» Provided passage
------------------------------------

Will County Sets New Record for Heroin Deaths

Will County officials last week noted a sad statistic: the year's 31st fatal heroin overdose exceeded last year's total.

Each year, the death toll from heroin use in Will County has risen. Between 1992 and 1998, the county saw just a single death each year. It's been on the rise ever since, the Joliet Herald News reported. There were five in 1999, 14 in 2000, 15 in 2005 and 26 in 2010.

Coroner Patrick K. O’Neil said toxicology reports are still pending on a number of deaths and said he fears the number by year's end could reach 50.

O'Neil's observations appear to echo what Roosevelt University researchers concluded in a report two years ago: heroin use in the Chicago area has steadily increased and may be more prevalent here than anywhere else in the country.

------------------------------------

» The data

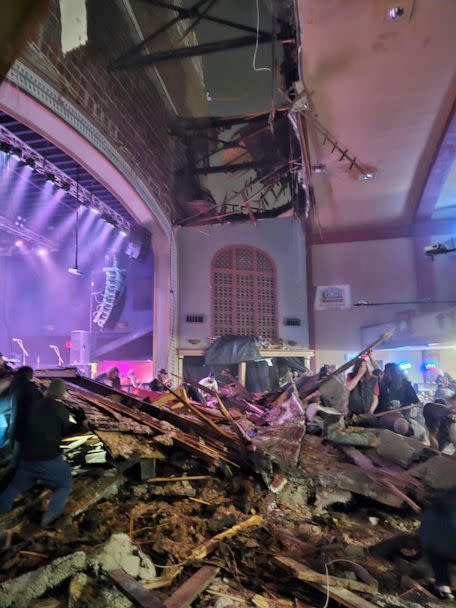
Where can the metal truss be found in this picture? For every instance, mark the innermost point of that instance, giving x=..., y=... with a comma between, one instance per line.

------------------------------------

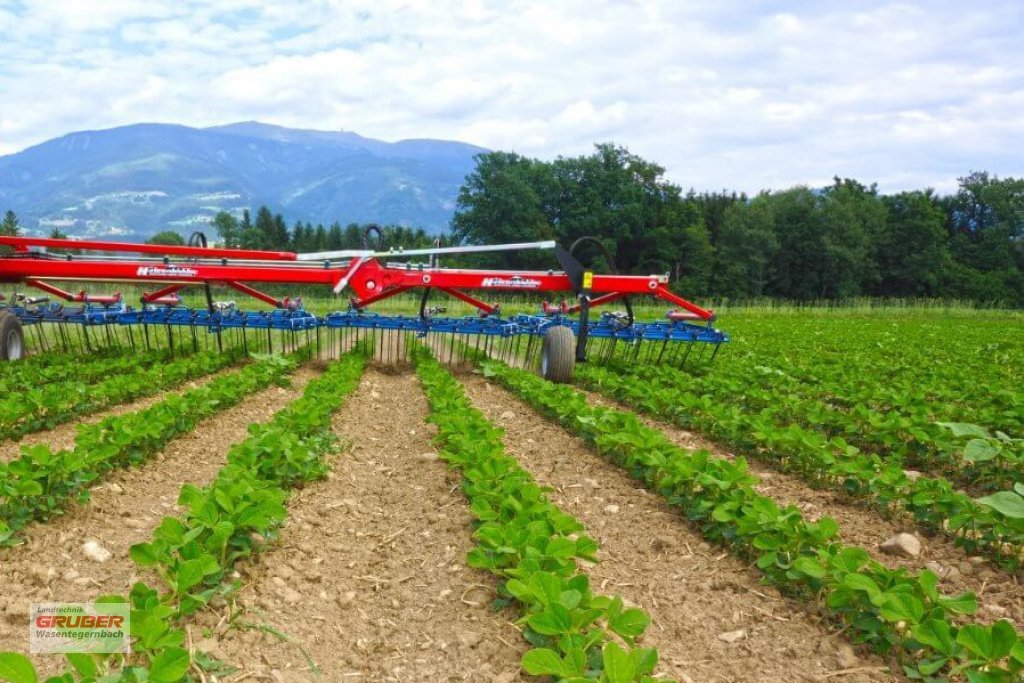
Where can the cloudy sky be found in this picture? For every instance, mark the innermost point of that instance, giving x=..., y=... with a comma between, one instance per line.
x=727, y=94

------------------------------------

» Things to do
1. Reproduce the Will County heroin article verbatim, from "Will County Sets" up to and including "last year's total.".
2. Pick up the Will County heroin article after its final sentence and keep writing.

» Answers to the problems
1.
Will County Sets New Record for Heroin Deaths

Will County officials last week noted a sad statistic: the year's 31st fatal heroin overdose exceeded last year's total.

2.
Between 1998 and 2008, the number of Illinois residents treated for heroin abuse skyrocketed from about 4,000 to over 17,000, researchers found. The director of the Illinois Consortium on Drug Policy said the number of suburban kids overdosing on heroin more than doubled in two years between 2008 and 2010.

But O'Neil says there's no demographic criteria to what he's seeing. While men are leading women 2 to 1, victims have included whites, blacks and Hispanics ranging in age from 18 to 65.

Only traffic accidents caused more unnatural deaths in Will County than heroin last year.